### Work task A
Please list each actor the film review names in parentheses, together with the character that actor plays.
### Work task B
Resume the film review right after its final sentence and carry it forward.

### Study text
--*--

Original title: Pobochnyi effekt
Following a home invasion and an attempted rape that resulted in the loss of their unborn child, the marriage of singer Olya (Marina Vasileva) and architect Andrey (Semyon Serzin) is on the ropes. They’re now separated from each other, with Andrey desperately trying to win Olya back and somehow drag her into better mental health at the same time; not a winning combination, that.
We’ll never quite figure out what Olya thinks about what happened and Andrey’s guilt in the proceedings until very late in the film, but Andrey himself feels particularly guilty for not having done some stupid violent thing that would only have gotten him killed to protect her. Eventually he is desperate enough to go to the witch Mara (Aleksandra Revenko), whose fungi-based spellcraft is supposed to be the absolute state of the magical art. Andrey simply wants a spell to make Olya forget what happened, which surely will make his own guilt disappear as well, and bring their marriage back on the old track, right?
As it happens, Mara not only provides a fine little fungus for Andrey to secretly – what’s “consensual”? – feed to Olya to do the partial amnesia job, but also wants the couple to housesit her large apartment in a constructivist nightmare of a building. Apparently, so that the spores in the air there can do their job on Olya, and Mara’s fungi will be properly fumigated while she’s away.
At first, things go as Andrey had hoped, and Olya not just gets back with him the very same night she has imbibed a fungus-enhanced cake but actually seems to feel somewhat happier. To nobody’s surprise but Andrey’s, things don’t stay positive once the couple moves into Mara’s apartment. While Olya indeed begins to forget parts of her trauma and even the traumatic event itself, she gets flashes and spurts of the rape attempt that seem even worse than before because they now lack in any real life context she can remember. Other disturbing things begin happening as well, of course. Why, it’s as if Mara – a rather present absence in her apartment – has some sort of very unkind plan for the couple.

--*--

### Listed entries
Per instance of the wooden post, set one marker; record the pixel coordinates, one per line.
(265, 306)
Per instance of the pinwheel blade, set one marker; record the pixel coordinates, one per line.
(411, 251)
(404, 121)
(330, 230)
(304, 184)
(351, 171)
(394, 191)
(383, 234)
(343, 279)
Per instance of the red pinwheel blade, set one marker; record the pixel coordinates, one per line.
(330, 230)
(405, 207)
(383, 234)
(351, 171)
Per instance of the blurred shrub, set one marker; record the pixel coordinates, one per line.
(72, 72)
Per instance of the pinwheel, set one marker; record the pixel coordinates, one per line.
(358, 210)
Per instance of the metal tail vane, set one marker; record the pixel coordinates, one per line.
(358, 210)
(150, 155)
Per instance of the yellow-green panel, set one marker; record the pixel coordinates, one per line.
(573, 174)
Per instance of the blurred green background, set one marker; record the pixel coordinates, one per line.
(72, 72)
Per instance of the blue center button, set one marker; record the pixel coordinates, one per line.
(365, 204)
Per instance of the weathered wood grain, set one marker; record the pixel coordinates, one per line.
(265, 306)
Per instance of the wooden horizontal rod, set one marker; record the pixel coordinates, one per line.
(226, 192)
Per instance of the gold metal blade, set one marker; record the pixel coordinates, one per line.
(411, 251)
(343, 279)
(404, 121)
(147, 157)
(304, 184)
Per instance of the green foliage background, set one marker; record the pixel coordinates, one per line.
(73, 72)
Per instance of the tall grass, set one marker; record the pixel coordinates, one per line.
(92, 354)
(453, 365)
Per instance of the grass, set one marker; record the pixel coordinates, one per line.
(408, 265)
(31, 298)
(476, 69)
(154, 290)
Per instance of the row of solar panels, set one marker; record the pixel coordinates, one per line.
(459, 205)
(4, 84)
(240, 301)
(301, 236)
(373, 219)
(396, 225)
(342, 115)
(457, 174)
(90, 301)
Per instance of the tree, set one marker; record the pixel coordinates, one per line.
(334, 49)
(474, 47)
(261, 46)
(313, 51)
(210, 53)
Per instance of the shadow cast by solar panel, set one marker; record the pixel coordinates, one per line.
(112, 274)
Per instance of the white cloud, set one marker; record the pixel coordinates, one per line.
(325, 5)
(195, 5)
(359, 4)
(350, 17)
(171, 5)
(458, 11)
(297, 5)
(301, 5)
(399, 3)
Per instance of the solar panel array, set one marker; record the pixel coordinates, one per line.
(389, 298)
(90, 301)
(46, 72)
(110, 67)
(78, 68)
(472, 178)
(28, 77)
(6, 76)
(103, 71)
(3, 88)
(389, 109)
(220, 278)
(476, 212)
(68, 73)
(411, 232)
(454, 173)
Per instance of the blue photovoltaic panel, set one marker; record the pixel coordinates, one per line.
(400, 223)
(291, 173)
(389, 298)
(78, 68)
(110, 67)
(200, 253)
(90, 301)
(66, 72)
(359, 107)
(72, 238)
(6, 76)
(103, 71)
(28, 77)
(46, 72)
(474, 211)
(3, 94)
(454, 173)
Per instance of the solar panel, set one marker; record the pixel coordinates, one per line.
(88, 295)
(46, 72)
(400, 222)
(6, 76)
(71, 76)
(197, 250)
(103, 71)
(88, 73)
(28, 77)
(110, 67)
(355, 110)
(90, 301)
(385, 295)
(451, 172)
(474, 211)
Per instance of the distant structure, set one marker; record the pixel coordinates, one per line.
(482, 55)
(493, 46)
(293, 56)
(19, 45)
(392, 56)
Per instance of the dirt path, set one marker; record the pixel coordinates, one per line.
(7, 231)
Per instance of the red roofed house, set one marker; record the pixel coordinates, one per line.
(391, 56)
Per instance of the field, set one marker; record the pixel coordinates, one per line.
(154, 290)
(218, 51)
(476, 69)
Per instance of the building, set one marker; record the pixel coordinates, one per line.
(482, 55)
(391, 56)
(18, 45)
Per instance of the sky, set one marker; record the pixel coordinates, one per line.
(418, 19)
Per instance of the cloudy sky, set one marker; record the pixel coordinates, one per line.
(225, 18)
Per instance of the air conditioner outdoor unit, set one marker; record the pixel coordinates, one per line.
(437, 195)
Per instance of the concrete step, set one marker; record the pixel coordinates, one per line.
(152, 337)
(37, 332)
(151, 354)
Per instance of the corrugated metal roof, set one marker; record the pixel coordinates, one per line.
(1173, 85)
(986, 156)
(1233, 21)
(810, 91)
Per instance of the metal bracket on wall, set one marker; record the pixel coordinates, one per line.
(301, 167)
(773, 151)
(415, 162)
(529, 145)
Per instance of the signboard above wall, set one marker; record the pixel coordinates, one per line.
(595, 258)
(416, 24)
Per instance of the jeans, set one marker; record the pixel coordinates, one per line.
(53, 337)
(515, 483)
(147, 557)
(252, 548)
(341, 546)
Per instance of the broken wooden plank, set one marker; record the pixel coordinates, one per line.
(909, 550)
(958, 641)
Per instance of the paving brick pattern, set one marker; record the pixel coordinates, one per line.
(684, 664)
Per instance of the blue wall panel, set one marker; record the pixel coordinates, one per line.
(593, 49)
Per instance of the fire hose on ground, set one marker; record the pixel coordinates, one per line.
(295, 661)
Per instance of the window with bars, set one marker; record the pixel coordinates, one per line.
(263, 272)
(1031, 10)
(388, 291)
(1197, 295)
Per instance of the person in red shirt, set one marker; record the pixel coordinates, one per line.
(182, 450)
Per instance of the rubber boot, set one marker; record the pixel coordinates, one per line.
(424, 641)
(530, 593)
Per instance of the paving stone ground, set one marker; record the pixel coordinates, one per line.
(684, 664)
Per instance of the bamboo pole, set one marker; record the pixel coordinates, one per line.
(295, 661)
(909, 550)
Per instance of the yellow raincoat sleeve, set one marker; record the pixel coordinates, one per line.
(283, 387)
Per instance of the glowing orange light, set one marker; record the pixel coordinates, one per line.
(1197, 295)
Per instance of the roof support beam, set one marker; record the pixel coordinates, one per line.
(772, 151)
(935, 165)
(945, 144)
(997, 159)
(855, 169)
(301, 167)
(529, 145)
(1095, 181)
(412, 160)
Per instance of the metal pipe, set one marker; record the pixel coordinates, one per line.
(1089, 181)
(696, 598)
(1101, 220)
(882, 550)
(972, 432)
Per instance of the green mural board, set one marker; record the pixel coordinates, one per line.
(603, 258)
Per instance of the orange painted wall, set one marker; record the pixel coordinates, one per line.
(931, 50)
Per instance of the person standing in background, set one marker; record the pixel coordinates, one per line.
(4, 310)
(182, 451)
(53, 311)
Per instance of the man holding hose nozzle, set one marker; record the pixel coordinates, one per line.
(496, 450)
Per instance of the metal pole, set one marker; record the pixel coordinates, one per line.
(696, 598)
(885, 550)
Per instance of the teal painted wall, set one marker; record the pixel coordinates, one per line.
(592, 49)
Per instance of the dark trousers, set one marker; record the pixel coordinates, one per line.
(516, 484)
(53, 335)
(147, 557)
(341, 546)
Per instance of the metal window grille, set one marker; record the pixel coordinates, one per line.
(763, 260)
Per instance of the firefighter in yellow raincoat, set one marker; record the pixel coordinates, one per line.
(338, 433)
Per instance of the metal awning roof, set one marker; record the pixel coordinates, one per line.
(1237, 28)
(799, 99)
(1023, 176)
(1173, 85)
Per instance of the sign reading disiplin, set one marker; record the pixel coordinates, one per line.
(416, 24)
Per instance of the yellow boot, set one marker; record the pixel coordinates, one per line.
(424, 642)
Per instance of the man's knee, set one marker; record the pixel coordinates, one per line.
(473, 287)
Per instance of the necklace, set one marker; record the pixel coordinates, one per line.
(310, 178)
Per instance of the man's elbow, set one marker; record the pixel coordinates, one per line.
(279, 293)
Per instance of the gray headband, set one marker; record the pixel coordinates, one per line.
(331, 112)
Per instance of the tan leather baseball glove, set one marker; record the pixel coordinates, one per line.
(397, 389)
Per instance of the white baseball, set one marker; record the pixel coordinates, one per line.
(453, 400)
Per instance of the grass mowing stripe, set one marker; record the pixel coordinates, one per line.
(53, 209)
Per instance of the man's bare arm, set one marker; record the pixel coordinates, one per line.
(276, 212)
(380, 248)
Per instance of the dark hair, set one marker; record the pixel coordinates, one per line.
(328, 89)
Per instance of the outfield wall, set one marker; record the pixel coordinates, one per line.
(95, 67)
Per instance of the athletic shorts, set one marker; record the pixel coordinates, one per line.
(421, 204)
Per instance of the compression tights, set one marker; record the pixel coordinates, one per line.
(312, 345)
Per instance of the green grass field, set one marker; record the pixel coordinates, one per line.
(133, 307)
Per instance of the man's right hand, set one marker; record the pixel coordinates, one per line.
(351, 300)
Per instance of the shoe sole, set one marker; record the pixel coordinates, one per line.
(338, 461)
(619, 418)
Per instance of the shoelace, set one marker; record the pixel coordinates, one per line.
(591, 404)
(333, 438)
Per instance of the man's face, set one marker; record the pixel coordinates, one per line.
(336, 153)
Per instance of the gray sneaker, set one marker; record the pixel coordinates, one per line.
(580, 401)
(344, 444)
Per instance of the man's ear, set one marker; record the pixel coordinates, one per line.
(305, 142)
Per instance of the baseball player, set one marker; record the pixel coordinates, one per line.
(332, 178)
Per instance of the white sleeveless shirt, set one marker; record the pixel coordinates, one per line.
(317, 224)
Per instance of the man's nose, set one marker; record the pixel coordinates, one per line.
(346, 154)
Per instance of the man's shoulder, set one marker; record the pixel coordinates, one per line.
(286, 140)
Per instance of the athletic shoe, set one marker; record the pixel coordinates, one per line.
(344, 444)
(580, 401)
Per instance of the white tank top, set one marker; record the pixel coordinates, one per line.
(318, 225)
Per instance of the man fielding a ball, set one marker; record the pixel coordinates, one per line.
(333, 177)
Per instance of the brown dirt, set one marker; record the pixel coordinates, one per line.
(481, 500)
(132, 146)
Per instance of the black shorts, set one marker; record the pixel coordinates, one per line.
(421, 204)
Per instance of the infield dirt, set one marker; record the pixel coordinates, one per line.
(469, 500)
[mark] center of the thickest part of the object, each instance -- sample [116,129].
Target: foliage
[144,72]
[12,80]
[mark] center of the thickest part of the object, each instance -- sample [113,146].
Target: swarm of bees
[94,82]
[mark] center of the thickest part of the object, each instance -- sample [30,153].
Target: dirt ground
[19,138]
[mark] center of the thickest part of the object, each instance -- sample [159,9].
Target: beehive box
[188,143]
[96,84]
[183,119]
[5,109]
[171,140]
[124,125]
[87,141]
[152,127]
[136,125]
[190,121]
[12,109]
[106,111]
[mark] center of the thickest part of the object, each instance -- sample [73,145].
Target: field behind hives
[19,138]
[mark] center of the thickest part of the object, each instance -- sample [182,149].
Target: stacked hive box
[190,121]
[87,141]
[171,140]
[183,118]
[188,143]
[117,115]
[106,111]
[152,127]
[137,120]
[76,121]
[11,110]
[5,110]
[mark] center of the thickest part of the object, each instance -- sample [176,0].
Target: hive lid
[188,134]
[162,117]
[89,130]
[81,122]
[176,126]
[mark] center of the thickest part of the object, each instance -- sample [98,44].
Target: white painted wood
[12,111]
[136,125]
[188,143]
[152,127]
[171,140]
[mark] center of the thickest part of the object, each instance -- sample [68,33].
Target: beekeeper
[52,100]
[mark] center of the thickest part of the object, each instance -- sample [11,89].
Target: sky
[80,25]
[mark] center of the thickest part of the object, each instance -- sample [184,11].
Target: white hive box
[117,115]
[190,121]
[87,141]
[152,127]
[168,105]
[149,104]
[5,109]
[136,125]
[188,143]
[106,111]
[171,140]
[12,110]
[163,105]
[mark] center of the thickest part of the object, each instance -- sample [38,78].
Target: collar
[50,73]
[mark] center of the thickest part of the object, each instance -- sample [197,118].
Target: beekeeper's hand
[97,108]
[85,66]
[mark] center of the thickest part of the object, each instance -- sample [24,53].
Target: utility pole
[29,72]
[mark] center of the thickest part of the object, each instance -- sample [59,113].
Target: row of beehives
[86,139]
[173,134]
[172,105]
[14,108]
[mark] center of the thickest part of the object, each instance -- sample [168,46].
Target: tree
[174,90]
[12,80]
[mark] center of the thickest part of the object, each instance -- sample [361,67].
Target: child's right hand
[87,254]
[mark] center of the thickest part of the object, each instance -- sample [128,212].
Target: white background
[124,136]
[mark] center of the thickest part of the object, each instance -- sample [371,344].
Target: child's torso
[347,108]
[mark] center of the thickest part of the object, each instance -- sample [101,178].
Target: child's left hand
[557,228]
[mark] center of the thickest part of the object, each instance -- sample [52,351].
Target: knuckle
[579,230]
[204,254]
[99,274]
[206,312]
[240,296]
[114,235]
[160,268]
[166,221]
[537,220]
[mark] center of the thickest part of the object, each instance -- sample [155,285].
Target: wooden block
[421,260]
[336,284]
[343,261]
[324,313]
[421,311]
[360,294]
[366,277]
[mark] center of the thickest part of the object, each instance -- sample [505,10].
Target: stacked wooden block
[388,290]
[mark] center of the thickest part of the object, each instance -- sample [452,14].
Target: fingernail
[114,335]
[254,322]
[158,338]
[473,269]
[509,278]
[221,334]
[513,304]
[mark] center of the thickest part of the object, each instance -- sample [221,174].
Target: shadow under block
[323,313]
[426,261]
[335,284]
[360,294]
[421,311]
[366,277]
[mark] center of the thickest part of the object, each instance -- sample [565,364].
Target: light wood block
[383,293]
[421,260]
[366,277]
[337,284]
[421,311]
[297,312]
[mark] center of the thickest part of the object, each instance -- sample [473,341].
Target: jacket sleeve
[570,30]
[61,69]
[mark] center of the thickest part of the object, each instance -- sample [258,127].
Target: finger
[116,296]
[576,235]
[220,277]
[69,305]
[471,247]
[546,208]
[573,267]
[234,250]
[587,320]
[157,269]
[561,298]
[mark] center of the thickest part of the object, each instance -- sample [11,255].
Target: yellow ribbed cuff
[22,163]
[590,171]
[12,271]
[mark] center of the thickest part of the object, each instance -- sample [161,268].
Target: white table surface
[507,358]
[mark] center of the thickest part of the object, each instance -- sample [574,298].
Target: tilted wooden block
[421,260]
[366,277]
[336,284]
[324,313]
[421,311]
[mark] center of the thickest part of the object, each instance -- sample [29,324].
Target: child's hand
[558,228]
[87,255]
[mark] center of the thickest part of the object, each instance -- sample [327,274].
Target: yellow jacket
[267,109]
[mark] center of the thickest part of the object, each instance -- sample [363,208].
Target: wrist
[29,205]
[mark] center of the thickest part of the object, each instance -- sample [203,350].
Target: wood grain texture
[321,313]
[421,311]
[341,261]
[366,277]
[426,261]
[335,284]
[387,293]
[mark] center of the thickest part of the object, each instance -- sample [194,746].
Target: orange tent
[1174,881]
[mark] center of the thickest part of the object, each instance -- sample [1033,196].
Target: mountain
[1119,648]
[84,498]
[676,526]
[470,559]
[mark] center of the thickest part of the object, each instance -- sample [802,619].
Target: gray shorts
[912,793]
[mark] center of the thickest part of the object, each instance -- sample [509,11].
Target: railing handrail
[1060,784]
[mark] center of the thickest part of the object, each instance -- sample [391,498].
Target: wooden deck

--*--

### Final answer A
Marina Vasileva (Olya), Semyon Serzin (Andrey), Aleksandra Revenko (Mara)

### Final answer B
Aleksey Kazakov’s Side Effect is rather different from the somewhat more generic Russian horror movies I’ve seen during the last few years. There’s something rather more serious-minded about the film, and it is clearly an honest attempt at exploring the results of trauma and guilt on a relationship through its tale of pretty nasty witchcraft. Even our villainess’s evil is the result of a trauma of her own, just that her reaction to it is an attempt to perpetuate her own suffering on others unlucky enough to remind her of it.
The further the film gets into its plot, the more it expresses its interests through a mix of surrealism and the folkloric, using potent images from Slavic folklore to position itself right at the border between a very dark fairy-tale and more free-floating strangeness to try and speak of dark and sad psychological currents through the lens of the Weird.
It’s a very interesting attempt at this kind of exploration, making much of moody as well as meaningful production design, and taking on an increasingly nightmarish as well as metaphorical quality, where someone’s death can be easily reversed only to increase a person’s suffering, and where the ghosts of the past can put a very physical effort into helping out the living.